- _Short problem_: Return every item below word for word, with no changes.
──────────
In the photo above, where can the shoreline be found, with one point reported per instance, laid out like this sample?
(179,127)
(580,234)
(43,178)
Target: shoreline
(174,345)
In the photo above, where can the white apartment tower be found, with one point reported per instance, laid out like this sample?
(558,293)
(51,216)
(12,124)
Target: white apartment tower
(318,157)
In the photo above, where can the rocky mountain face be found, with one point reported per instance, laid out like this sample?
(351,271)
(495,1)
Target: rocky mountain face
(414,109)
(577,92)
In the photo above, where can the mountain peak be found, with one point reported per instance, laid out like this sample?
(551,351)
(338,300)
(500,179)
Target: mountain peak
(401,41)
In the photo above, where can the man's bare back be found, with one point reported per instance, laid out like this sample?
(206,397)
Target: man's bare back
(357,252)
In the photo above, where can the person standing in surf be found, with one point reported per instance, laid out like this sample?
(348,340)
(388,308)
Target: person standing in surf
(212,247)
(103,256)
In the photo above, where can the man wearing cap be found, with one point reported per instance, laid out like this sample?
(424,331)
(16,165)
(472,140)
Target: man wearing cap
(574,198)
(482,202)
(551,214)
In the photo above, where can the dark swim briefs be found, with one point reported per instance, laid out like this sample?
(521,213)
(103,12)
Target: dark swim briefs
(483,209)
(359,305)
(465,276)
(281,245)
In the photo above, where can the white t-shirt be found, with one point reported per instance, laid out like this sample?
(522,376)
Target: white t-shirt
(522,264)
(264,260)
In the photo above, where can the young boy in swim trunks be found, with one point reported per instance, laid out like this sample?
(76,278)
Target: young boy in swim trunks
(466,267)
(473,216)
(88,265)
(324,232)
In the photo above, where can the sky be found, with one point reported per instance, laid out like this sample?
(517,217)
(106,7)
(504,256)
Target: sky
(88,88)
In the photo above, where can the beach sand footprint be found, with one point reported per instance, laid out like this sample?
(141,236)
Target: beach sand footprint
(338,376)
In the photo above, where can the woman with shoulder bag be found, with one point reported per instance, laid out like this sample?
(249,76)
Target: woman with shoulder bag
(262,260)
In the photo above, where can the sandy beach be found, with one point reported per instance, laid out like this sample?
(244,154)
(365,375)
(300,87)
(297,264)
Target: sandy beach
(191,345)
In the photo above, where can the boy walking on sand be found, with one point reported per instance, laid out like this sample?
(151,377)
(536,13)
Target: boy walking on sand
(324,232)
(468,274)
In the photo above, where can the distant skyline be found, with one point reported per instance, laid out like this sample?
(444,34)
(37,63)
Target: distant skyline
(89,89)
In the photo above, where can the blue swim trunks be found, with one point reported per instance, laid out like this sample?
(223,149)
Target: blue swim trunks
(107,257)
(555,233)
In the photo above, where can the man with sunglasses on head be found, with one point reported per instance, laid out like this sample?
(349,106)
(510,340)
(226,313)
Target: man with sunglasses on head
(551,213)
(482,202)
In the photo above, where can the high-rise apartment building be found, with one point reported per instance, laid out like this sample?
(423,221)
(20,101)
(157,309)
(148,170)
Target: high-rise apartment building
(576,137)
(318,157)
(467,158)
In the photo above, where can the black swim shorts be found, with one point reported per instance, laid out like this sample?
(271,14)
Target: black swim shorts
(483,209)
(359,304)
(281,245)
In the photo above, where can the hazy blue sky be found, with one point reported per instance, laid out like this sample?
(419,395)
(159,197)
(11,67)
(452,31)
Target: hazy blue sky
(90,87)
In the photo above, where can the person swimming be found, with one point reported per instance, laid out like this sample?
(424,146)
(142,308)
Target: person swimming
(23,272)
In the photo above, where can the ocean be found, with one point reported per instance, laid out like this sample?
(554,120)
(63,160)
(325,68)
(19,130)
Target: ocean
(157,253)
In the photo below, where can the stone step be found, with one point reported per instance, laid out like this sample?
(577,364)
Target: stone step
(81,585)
──────────
- _Task solution_:
In the photo above, where can the shoreline be found, with one point reported per instance, laid out like this sample?
(179,127)
(580,234)
(43,178)
Target: shoreline
(174,345)
In the photo above, where can the white apartment tower be found, with one point reported per instance, laid out like this sample?
(558,293)
(51,216)
(12,124)
Target: white apartment tower
(318,157)
In the photo above, where can the rocky mountain face be found, with one point reported per instance, laid out like this sample?
(351,271)
(495,1)
Target: rocky mountain face
(414,109)
(577,92)
In the photo above, where can the mountain peak be found, with one point reported per instance, laid out like this sample?
(551,351)
(338,300)
(500,179)
Target: mountain peak
(401,41)
In the photo above, where can the man's bare back be found, with one point reported per instance, laid out like this sample?
(206,397)
Target: man's bare back
(357,252)
In the photo above, where can the person standing in surf be found, with one point reported per instance, laid out like this sample?
(348,340)
(388,308)
Target: person standing in surf
(212,247)
(103,256)
In the photo above, where can the man wearing cap be found, with one point reported per instance, laid out like this sample?
(424,331)
(16,165)
(472,140)
Target: man wearing cap
(574,198)
(482,202)
(551,214)
In the photo above, where can the dark swim briefs be found, with one point reported per instance, laid out like this sample?
(521,213)
(103,12)
Target: dark swim briefs
(483,209)
(359,305)
(465,276)
(281,245)
In the photo above, where can the white t-shirt be found, with one point reported per instance, laid out like this sample?
(522,376)
Target: white t-shirt
(522,264)
(264,260)
In the photo above, where can the young boy in swim trunks be found, with one point reported per instance, laid out like this sample?
(76,278)
Target: young boy in swim trunks
(466,267)
(473,216)
(88,265)
(324,232)
In the photo above, where can the sky be found, with one point reported per instance, laid out like this sample?
(517,217)
(106,7)
(504,256)
Target: sky
(88,88)
In the photo above, where can the beach sand footprint be found, with one point reported per instance, laid out like this sample?
(141,236)
Target: beach sand footprint
(338,376)
In the photo above, where can the woman with shoulder bag be found, with one point reported per instance, laid out like this sample?
(249,76)
Target: woman with shoulder bag
(262,260)
In the photo above, where can the sandy beach be found, with one point reported per instance, laid out like this sample?
(244,154)
(365,375)
(300,87)
(297,264)
Target: sandy beach
(191,345)
In the photo above, where can the boy walking on sand be found, with one point reported per instance, laid out like this sample?
(151,377)
(536,13)
Target: boy walking on sand
(324,232)
(468,274)
In the photo above, where can the distant skyline be found, with one point reported per instance, laid out like this sample?
(444,34)
(37,63)
Target: distant skyline
(89,89)
In the photo above, where can the blue swim trunks be found, with one point reported per instance, laid out like this sample?
(223,149)
Target: blue swim trunks
(107,257)
(555,233)
In the photo above, where can the man with sunglasses on head be found, with one point reported per instance, laid out like this sample?
(349,106)
(510,340)
(226,313)
Target: man with sunglasses on head
(551,213)
(482,202)
In the photo above, where can the high-rise apartment building be found, with one point reported per instance, laid out like this sample?
(423,221)
(20,101)
(157,309)
(148,170)
Target: high-rise apartment building
(576,137)
(318,157)
(467,158)
In the photo above, where can the black swim shorts be found, with one point reported per instance, laid out like this sample?
(271,14)
Target: black swim shorts
(483,209)
(359,304)
(281,245)
In the photo above, where can the hazy blue sky be found, with one point reported per instance, laid out like this sample?
(419,395)
(159,197)
(11,67)
(452,31)
Target: hazy blue sky
(90,87)
In the photo above, where can the person swimming be found, with one point reported per instance, laid out like this sample?
(424,146)
(142,308)
Target: person swimming
(23,272)
In the photo above, where can the ocean be found, with one point reported per instance, laid out like this sample?
(554,120)
(63,160)
(325,68)
(19,130)
Target: ocean
(157,253)
In the photo below, where can the stone step be found, with one point reported per instance, laid out like this sample?
(577,364)
Target: stone step
(81,585)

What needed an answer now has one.